Show each line in the records below that contains the word "bird", copying it in full.

--- BEGIN RECORDS FOR THE TASK ---

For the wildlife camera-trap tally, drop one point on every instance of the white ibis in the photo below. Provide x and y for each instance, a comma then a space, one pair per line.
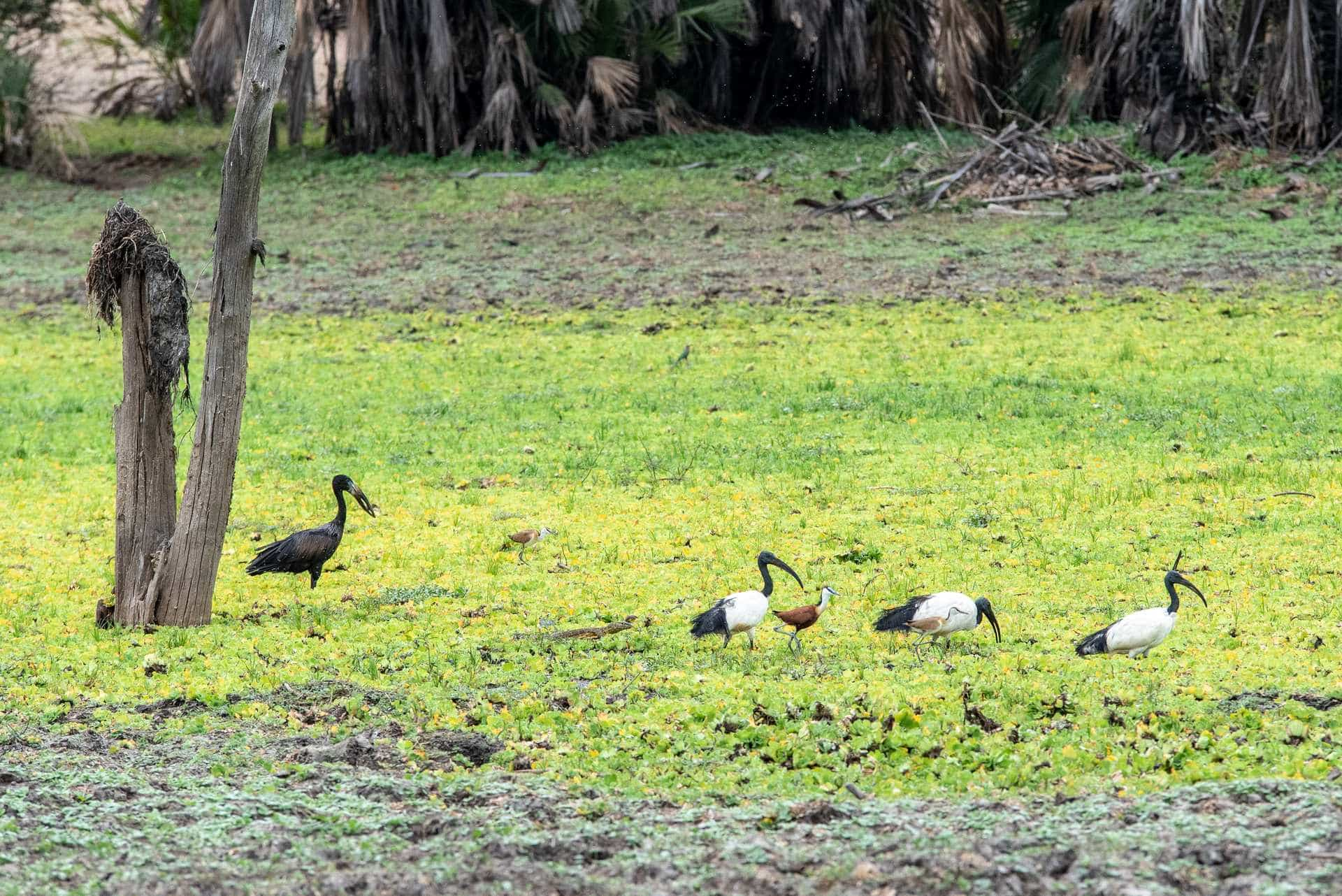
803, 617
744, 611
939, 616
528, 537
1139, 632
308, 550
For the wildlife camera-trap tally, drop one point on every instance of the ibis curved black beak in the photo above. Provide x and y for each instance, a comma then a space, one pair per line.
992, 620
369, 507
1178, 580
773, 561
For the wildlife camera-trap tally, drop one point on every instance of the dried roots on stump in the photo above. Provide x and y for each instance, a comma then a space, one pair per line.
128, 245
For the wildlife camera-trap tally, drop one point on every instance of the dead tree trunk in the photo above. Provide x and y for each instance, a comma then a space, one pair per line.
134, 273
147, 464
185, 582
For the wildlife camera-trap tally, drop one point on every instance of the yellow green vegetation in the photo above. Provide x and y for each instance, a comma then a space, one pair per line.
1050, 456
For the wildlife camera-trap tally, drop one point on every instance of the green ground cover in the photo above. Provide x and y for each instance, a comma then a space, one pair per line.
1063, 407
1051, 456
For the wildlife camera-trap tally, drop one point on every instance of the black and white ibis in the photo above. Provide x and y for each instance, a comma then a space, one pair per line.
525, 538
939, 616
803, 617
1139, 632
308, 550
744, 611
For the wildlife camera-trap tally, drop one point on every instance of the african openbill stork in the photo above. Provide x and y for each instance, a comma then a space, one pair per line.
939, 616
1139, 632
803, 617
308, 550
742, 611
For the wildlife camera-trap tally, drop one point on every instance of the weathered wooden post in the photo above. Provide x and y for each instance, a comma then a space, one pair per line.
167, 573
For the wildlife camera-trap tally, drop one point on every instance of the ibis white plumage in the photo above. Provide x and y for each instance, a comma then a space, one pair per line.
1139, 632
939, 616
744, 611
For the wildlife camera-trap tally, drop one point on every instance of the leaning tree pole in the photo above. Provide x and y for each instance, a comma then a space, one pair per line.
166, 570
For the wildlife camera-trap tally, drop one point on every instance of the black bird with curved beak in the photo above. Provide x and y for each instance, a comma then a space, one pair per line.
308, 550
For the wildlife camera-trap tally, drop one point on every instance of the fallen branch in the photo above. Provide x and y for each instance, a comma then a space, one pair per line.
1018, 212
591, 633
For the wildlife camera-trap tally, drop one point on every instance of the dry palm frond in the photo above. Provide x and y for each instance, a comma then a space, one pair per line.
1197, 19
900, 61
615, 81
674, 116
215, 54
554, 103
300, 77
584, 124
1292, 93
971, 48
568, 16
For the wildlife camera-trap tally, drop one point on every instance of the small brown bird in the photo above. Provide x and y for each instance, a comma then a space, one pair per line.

--- END RECORDS FOR THE TASK ---
--- BEGIN RECORDS FOR THE TASK ---

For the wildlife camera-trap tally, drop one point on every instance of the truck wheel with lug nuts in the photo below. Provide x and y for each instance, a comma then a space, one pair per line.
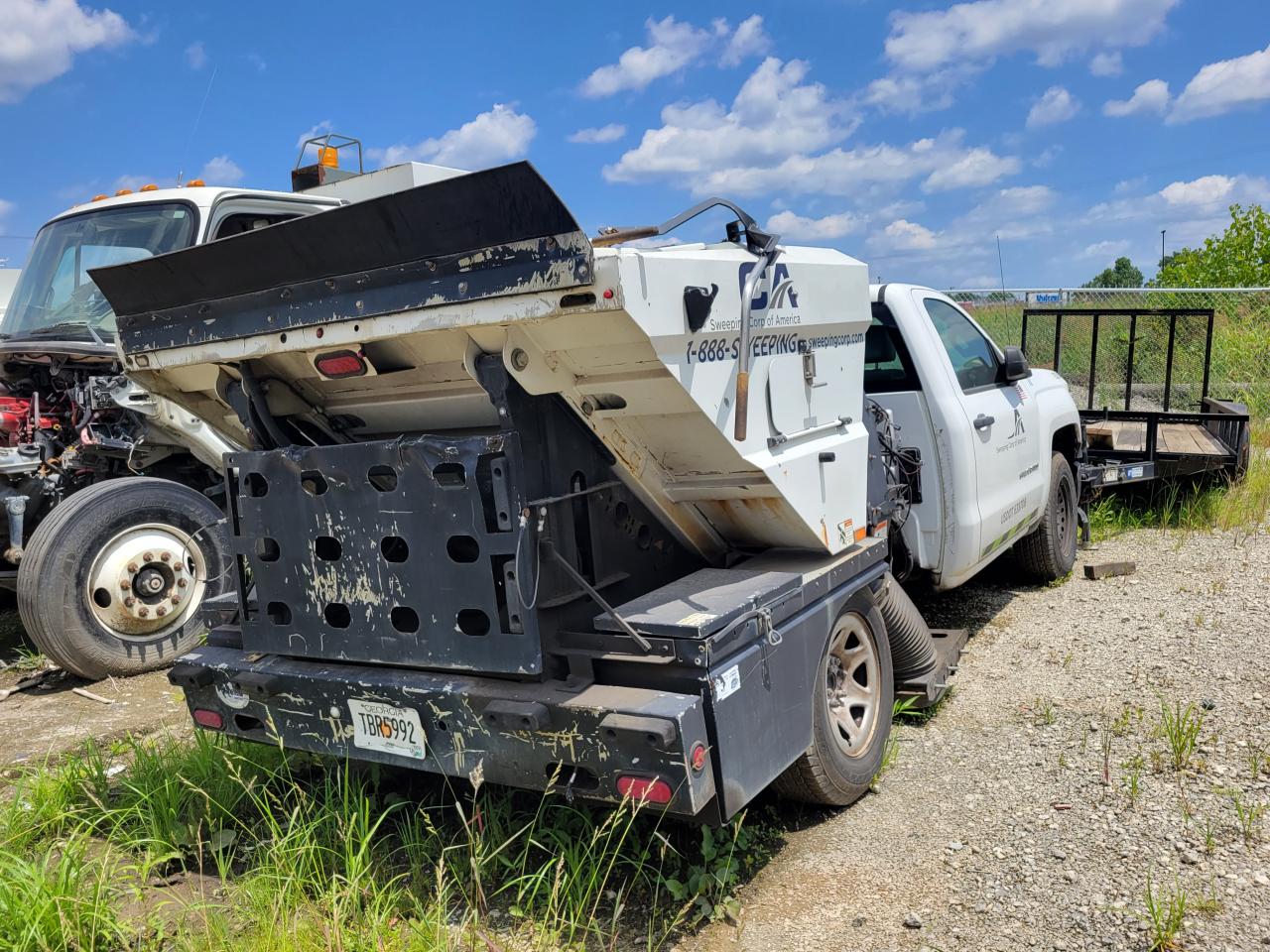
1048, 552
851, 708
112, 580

--- END RECORDS FOR THE TASK ---

- **ANSWER**
For the wildlife camera-trap tally, drop one point on every instance of the black bird with curved beak in the photo above. Provide x and y for each instance, a comma then a space, one pair per line.
For the wildlife camera-trap tally, drop one point on every instance of the small brown bird in the photo above. Provide x and y for each instance, a comma then a space, one pair per line.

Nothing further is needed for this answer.